**Task directions**: Decide whether each statement below agrees with the Medicaid funding release, answering yes or no and quoting the words from it that settle the matter. (a) Bennet led 37 Senate colleagues in sending a letter to Harry Reid. (b) Colorado would lose less than $100 million without the FMAP extension. (c) Bennet introduced the Keep Our Educators Working Act of 2010.

**Passage**:
Bennet Led Effort to Request Medicaid Funding Extension to Aid States
Washington, DC – Michael Bennet, U.S. Senator for Colorado, released the following statement after the Senate moved forward legislation to provide emergency resources to prevent widespread layoffs of teachers and protect access to Medicaid services for Colorado’s kids and vulnerable populations:
“Today brings long overdue good news to teachers and kids in Colorado and those worried about losing access to the health care they need,” Bennet said. “The Senate broke through the usual gridlock and cleared the biggest remaining hurdle towards passing education jobs and Medicaid extension legislation. The package—which is entirely paid for—will save thousands of jobs and protect health services for kids and vulnerable populations across Colorado and the country. During this savage economy that is hurting families all over our state and our country, as we work to get our ship righted, our kids and our schools should be at the top of our list of priorities.
“If we are going to ensure that we leave more opportunity for our kids than we ourselves have had then we must remain committed to education—to set the table for our kids’ futures; to prepare them for the competitive world that awaits them; and to enrich their lives with a better education than the one that was offered to us.”
Bennet has been a leader in the fight for the Medicaid Federal Medical Assistance Percentage (FMAP) funding and saving teachers’ jobs. He was an original cosponsor of the Keep Our Educators Working Act of 2010, introduced by Sen. Tom Harkin (D-Iowa). In January, he also led a group of 37 of his Senate colleagues in submitting a letter urging Senate Majority Leader Harry Reid to provide states with an additional six-month FMAP extension.
The Medicaid FMAP extension is just hours away from a full up-down vote by the Senate. Without it, states will be forced to layoff tens of thousands more teachers and other public employees, cut education funding more, and further reduce payments to health care providers and other private firms. More than 900,000 public and private sector jobs could be lost.
Colorado alone would lose more than $200 million if the FMAP extension falls victim to Washington politics. Likely cuts include eliminating state aid for full-day kindergarten for 35,000 children, eliminating preschool aid for 21,000 children, and increasing overcrowding in juvenile detention facilities, according the Center on Budget and Policy Priorities.
Additionally, the education jobs funding would prevent the loss of between 2,000 and 3,000 teacher jobs in Colorado alone.

**Stored data**:
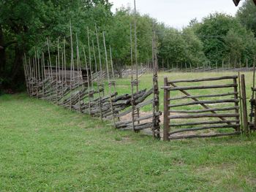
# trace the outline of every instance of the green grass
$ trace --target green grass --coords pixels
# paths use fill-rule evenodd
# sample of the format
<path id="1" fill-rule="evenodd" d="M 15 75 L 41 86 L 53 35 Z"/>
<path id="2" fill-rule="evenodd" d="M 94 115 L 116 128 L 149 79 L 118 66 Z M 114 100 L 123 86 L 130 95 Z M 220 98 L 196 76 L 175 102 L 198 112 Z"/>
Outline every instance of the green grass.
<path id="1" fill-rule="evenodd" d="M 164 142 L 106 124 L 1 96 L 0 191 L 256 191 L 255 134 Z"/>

...

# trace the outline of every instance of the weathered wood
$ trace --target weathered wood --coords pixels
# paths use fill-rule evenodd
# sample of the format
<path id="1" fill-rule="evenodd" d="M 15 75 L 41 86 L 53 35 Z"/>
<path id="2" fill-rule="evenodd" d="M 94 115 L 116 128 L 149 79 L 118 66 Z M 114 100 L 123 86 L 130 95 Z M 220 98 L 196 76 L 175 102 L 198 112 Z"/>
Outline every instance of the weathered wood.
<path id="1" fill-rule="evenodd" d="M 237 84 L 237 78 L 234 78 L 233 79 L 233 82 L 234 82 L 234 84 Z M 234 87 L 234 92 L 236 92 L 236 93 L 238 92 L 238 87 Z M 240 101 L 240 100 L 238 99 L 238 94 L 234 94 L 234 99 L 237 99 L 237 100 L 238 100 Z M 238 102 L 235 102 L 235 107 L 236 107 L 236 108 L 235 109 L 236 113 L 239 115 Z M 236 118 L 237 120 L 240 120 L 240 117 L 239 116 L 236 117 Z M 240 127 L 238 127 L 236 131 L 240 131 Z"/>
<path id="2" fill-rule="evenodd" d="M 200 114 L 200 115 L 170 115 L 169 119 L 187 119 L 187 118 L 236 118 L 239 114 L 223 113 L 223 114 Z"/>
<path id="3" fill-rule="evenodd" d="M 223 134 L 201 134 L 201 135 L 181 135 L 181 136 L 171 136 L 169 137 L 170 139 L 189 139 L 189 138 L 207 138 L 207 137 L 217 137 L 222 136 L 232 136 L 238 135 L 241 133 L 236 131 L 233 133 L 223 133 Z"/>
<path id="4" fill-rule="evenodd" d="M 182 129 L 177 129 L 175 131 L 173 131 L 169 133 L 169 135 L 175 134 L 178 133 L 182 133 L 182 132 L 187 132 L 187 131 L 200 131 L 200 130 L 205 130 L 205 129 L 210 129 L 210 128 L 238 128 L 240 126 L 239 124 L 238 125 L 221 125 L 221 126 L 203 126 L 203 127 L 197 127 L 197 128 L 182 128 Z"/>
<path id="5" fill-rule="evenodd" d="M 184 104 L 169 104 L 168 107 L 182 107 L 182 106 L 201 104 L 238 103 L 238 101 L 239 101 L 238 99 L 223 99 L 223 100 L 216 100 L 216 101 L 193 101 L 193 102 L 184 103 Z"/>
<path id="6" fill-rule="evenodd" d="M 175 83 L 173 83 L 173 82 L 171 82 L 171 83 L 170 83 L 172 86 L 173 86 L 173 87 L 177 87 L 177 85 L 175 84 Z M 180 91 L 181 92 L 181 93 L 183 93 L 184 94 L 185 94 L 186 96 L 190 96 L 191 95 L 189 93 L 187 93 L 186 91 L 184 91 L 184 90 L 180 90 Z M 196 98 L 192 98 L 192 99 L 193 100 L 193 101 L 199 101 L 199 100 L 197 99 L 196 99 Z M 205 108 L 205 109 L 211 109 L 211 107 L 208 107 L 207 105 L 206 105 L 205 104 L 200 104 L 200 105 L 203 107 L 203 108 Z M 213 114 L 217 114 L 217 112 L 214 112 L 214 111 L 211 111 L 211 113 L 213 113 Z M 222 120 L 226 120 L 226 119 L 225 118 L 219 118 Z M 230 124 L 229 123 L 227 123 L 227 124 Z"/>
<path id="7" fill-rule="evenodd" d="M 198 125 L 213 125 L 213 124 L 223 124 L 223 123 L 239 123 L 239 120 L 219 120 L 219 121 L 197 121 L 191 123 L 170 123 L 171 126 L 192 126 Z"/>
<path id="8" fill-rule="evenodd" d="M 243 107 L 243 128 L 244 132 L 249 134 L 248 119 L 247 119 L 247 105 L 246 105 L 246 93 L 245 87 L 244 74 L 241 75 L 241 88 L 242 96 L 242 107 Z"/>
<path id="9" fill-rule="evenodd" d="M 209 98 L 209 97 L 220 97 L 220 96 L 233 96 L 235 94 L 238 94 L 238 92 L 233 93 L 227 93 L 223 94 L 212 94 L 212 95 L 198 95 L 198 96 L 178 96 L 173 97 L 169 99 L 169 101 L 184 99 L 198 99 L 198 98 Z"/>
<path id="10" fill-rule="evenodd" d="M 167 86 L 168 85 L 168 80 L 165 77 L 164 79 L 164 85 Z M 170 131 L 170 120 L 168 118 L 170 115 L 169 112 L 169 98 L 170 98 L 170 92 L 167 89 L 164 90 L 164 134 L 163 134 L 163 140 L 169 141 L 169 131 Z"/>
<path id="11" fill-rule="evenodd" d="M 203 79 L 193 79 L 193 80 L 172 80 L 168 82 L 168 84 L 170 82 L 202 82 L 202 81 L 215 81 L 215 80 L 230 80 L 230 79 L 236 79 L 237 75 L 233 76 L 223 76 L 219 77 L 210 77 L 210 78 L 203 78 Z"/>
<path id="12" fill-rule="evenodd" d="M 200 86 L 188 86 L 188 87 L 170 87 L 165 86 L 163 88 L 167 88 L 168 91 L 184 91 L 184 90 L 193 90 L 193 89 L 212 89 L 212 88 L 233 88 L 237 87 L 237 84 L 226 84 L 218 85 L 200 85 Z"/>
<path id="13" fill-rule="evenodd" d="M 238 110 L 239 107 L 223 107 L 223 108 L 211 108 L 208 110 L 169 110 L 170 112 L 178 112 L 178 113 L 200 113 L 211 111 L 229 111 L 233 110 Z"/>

**Response box**:
(a) Yes: "he also led a group of 37 of his Senate colleagues in submitting a letter urging Senate Majority Leader Harry Reid to provide states with an additional six-month FMAP extension"
(b) No: "Colorado alone would lose more than $200 million if the FMAP extension falls victim to Washington politics"
(c) No: "He was an original cosponsor of the Keep Our Educators Working Act of 2010, introduced by Sen. Tom Harkin (D-Iowa)"